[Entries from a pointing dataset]
++++++++

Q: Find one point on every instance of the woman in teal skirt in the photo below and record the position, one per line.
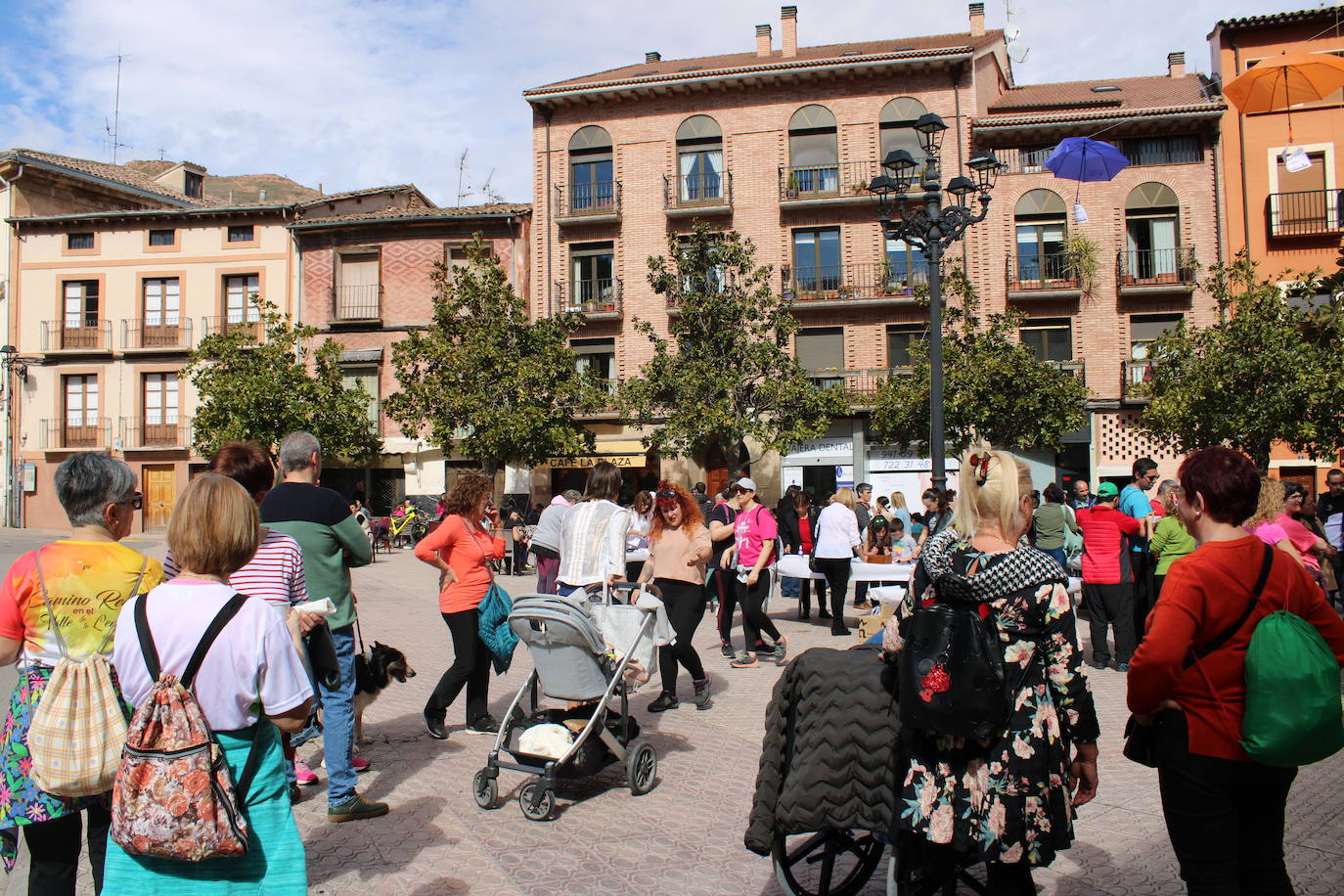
(251, 686)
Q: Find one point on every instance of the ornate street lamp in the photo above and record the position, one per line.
(930, 225)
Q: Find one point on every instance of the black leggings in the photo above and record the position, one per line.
(470, 666)
(54, 852)
(754, 621)
(837, 576)
(685, 602)
(1226, 824)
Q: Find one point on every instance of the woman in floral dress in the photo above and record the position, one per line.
(1008, 799)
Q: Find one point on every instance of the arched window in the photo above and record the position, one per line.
(592, 184)
(813, 157)
(1152, 234)
(897, 128)
(699, 150)
(1042, 225)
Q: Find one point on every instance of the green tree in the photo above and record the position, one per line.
(1268, 371)
(723, 375)
(995, 388)
(259, 391)
(487, 379)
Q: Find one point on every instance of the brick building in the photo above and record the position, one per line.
(366, 283)
(779, 144)
(1290, 222)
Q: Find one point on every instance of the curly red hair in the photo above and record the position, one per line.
(668, 495)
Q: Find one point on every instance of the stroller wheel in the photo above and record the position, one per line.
(545, 803)
(642, 766)
(485, 788)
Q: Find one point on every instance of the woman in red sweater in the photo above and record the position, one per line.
(1225, 813)
(461, 550)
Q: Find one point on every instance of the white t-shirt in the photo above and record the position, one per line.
(274, 574)
(251, 664)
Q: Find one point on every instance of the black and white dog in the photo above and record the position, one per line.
(374, 670)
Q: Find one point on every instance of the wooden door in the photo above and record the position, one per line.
(160, 490)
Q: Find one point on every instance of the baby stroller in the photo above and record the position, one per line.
(573, 664)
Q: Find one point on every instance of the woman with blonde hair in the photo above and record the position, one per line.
(251, 687)
(1006, 798)
(836, 546)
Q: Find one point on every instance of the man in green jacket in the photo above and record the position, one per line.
(333, 542)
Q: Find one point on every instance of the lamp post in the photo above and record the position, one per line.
(926, 223)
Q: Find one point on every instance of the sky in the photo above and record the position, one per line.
(359, 93)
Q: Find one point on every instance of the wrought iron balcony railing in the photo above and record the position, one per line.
(155, 432)
(841, 180)
(1146, 267)
(863, 281)
(167, 332)
(75, 432)
(77, 335)
(697, 193)
(1311, 212)
(1039, 272)
(356, 302)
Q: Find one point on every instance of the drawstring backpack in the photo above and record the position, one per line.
(79, 726)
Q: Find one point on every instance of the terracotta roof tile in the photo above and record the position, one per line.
(699, 66)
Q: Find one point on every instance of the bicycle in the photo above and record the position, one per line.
(409, 529)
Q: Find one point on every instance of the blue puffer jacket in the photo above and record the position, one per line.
(493, 626)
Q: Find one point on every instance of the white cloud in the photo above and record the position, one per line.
(352, 94)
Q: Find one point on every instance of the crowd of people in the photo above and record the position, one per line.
(1154, 575)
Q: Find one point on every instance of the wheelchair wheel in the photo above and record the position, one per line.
(829, 863)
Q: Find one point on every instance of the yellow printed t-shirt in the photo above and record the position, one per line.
(87, 583)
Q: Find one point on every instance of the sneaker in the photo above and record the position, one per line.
(356, 808)
(434, 726)
(302, 774)
(701, 692)
(484, 726)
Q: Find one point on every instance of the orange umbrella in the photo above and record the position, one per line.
(1283, 81)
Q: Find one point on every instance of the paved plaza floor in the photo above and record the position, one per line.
(685, 838)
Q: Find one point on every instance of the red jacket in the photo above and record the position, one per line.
(1206, 593)
(1105, 551)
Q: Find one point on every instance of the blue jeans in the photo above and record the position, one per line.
(338, 722)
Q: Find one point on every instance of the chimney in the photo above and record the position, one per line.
(789, 31)
(977, 19)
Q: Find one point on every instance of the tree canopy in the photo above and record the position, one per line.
(484, 378)
(259, 391)
(995, 387)
(1269, 370)
(725, 374)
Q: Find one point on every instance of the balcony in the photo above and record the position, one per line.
(1314, 212)
(1138, 375)
(706, 194)
(137, 434)
(1156, 270)
(596, 203)
(75, 434)
(167, 334)
(222, 324)
(77, 335)
(827, 184)
(356, 302)
(1041, 276)
(597, 299)
(850, 285)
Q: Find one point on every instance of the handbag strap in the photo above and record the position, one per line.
(151, 653)
(51, 612)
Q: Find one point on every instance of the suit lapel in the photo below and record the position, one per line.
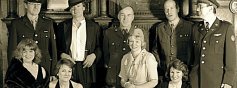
(68, 34)
(89, 34)
(27, 22)
(201, 29)
(39, 24)
(179, 27)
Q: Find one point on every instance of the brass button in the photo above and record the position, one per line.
(124, 49)
(203, 55)
(204, 48)
(203, 62)
(36, 42)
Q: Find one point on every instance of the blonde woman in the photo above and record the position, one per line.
(24, 70)
(63, 71)
(138, 67)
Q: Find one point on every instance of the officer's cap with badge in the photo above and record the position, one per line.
(210, 2)
(72, 3)
(124, 5)
(34, 1)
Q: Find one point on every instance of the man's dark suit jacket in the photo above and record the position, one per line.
(64, 39)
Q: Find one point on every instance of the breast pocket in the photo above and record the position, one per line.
(183, 43)
(21, 36)
(45, 35)
(218, 40)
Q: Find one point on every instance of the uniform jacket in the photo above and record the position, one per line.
(170, 45)
(18, 76)
(43, 35)
(214, 55)
(115, 45)
(166, 85)
(64, 37)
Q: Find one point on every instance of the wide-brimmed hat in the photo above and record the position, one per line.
(35, 1)
(212, 2)
(72, 3)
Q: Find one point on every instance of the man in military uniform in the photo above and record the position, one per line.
(38, 28)
(115, 45)
(172, 38)
(79, 38)
(214, 64)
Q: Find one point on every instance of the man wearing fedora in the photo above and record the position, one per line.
(79, 38)
(115, 45)
(214, 61)
(37, 27)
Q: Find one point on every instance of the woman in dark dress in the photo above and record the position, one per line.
(177, 75)
(64, 73)
(24, 70)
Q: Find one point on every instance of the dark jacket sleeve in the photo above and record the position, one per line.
(52, 48)
(106, 47)
(98, 45)
(60, 39)
(230, 57)
(12, 40)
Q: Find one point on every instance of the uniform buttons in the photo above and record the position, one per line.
(203, 48)
(36, 41)
(203, 55)
(124, 49)
(203, 62)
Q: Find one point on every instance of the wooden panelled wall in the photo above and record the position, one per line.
(147, 14)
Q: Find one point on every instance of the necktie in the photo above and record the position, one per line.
(78, 25)
(124, 31)
(207, 26)
(34, 23)
(172, 27)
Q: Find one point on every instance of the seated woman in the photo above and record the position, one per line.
(138, 67)
(24, 70)
(64, 73)
(177, 75)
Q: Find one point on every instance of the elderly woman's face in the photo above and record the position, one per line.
(175, 75)
(64, 73)
(135, 41)
(77, 10)
(28, 54)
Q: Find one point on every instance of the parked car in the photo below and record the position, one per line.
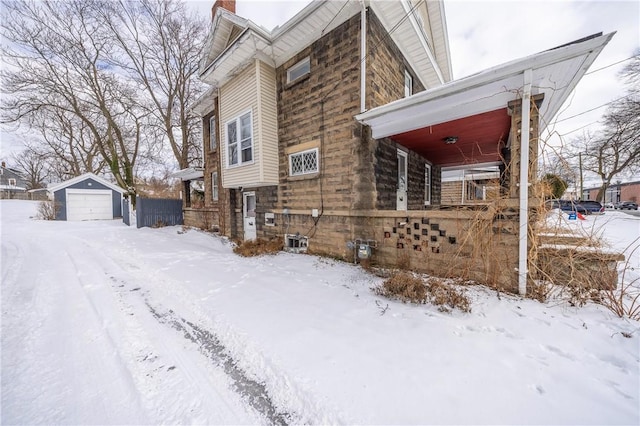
(594, 207)
(627, 205)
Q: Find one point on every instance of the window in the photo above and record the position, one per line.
(304, 162)
(213, 138)
(427, 184)
(299, 70)
(214, 186)
(408, 84)
(240, 140)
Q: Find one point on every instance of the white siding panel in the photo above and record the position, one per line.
(254, 89)
(269, 124)
(237, 97)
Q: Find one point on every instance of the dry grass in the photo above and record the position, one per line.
(446, 296)
(258, 247)
(408, 287)
(404, 286)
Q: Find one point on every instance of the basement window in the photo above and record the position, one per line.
(299, 70)
(303, 162)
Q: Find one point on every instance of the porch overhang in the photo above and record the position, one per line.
(466, 121)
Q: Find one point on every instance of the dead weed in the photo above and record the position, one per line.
(258, 247)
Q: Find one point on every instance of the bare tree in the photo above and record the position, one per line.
(59, 60)
(66, 143)
(33, 166)
(616, 149)
(106, 84)
(161, 46)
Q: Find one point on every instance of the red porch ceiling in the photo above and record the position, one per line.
(480, 138)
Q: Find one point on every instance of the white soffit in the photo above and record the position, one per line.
(556, 72)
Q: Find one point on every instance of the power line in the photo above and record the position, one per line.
(592, 109)
(610, 65)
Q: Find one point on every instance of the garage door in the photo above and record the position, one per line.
(89, 205)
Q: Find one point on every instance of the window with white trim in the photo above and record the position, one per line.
(408, 84)
(303, 162)
(299, 70)
(213, 138)
(214, 186)
(427, 184)
(240, 140)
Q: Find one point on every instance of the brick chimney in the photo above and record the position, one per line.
(230, 5)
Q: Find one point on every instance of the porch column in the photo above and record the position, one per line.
(523, 167)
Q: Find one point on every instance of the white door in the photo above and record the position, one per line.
(89, 204)
(249, 214)
(401, 195)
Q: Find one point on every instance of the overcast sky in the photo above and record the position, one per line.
(483, 34)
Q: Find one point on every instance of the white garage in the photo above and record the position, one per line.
(87, 197)
(89, 204)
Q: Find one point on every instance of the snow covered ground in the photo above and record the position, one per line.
(106, 324)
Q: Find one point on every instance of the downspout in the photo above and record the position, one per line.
(524, 184)
(363, 56)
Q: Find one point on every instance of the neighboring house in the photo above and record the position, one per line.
(333, 130)
(87, 197)
(628, 191)
(12, 183)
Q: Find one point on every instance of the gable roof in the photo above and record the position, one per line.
(474, 108)
(80, 178)
(234, 41)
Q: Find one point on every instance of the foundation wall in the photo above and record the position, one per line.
(469, 244)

++++++++

#### Problem to work on:
Format the entries as a JSON list of strings with one string per line, starting at the beginning of the entries and ending at the line containing "(1008, 799)", both ends included. Leave out blank lines and the pictures.

#### Expected answer:
[
  "Q: Find one point on every instance of the woman in teal skirt in the photo below and record the position, one per line.",
  "(251, 686)",
  "Q: Find one point on every instance of the ornate street lamp in the photo above and record the position, one per line.",
  "(930, 225)",
  "Q: Find one point on every instance of the black leggings in the photo above and record the position, one per line.",
  "(470, 666)",
  "(54, 852)",
  "(754, 621)",
  "(837, 576)",
  "(685, 602)",
  "(1226, 824)",
  "Q: Find one point on every instance of the woman in floral dress in the photo above and record the position, one per line.",
  "(1008, 799)"
]